THE DATA below:

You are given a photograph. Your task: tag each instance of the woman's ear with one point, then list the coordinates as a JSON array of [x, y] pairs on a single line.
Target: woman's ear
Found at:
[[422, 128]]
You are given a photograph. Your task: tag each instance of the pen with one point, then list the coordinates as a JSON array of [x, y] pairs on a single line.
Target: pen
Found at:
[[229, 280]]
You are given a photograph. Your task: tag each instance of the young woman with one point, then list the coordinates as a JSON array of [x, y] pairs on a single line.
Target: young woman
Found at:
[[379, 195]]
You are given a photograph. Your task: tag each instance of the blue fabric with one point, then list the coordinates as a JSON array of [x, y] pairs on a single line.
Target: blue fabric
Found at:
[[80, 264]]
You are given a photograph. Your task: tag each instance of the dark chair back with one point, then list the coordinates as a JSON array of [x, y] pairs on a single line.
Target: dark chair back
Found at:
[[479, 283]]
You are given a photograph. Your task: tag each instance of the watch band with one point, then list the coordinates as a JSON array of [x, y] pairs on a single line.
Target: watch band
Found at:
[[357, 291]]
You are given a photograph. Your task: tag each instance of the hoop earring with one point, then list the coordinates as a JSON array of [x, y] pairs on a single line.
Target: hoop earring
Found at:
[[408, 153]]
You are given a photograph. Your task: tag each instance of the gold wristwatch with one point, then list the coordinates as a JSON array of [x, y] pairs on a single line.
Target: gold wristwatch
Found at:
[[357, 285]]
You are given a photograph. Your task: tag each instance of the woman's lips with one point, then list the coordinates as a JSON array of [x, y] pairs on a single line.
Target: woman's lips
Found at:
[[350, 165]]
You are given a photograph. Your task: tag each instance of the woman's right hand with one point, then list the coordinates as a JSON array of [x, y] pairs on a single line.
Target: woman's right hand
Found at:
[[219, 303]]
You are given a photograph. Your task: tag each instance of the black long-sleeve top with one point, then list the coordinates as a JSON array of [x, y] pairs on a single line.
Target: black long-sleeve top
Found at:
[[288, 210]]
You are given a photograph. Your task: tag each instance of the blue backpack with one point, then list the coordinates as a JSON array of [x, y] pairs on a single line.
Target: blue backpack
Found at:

End of THE DATA.

WHAT IS EXPECTED → Reproduce all entries exactly, leaving each one whole.

YOUR SOLUTION →
You are given a photograph. Your task: tag each instance of the woman's ear with one point, then list the coordinates as a JSON array of [x, y] pairs on a single line.
Target: woman's ear
Found at:
[[422, 128]]
You are given a photograph. Your task: tag each instance of the pen with one point, then list the coordinates as a JSON array of [x, y] pairs on a single line.
Target: pen
Found at:
[[229, 280]]
You are given a photograph. Your task: tag each instance of the young woman with one point, then list the coordinates as a JSON array of [x, y] pairs on a single line.
Target: young woman
Found at:
[[379, 195]]
You are given a photograph. Your task: tag each instance of the blue fabric with one point, then list the coordinates as a JSON array of [x, y] pairs on a single line.
Target: blue fabric
Found at:
[[80, 264]]
You are given a photograph. Your task: tag each instance of the dark chair back with one point, then list the coordinates as a JSON array of [x, y] pairs on a single line.
Target: dark chair back
Found at:
[[479, 283]]
You are given a photograph. Your task: tag each instance of the watch band with one point, then list the coordinates as a JSON array of [x, y] pairs on a single line.
Target: watch band
Found at:
[[357, 291]]
You are given a photograph. Your task: tag each instance of the hoop earring with one point, then list the coordinates as a JSON array of [x, y] pairs on a single line.
Target: hoop earring
Found at:
[[408, 153]]
You are given a photograph. Your task: tag each instance of the gold wristwatch with one point, then list the coordinates as a JSON array of [x, y] pairs on a single line.
Target: gold wristwatch
Found at:
[[357, 285]]
You are given a photograph. Your task: tag each instance of the woman's lips with one point, then list the coordinates as a JSON array of [x, y] pairs on a single line.
Target: woman's lips
Found at:
[[350, 165]]
You are given a photograph. Your task: tag each instance of the woman's right hand with one point, then list the coordinates as a JSON array of [x, y] pairs on a single line.
Target: woman's right hand
Found at:
[[219, 303]]
You are given a photograph. Your task: tag each instance of the black long-sleeve top with one point, then list the coordinates as a JSON array of [x, y] pairs on a single line.
Target: black long-sleeve top
Found at:
[[288, 210]]
You are given a photograph. Your task: tag each instance of the blue backpack with one point, then list the coordinates as a JSON array of [x, y] pairs on a single line.
Target: blue backpack
Found at:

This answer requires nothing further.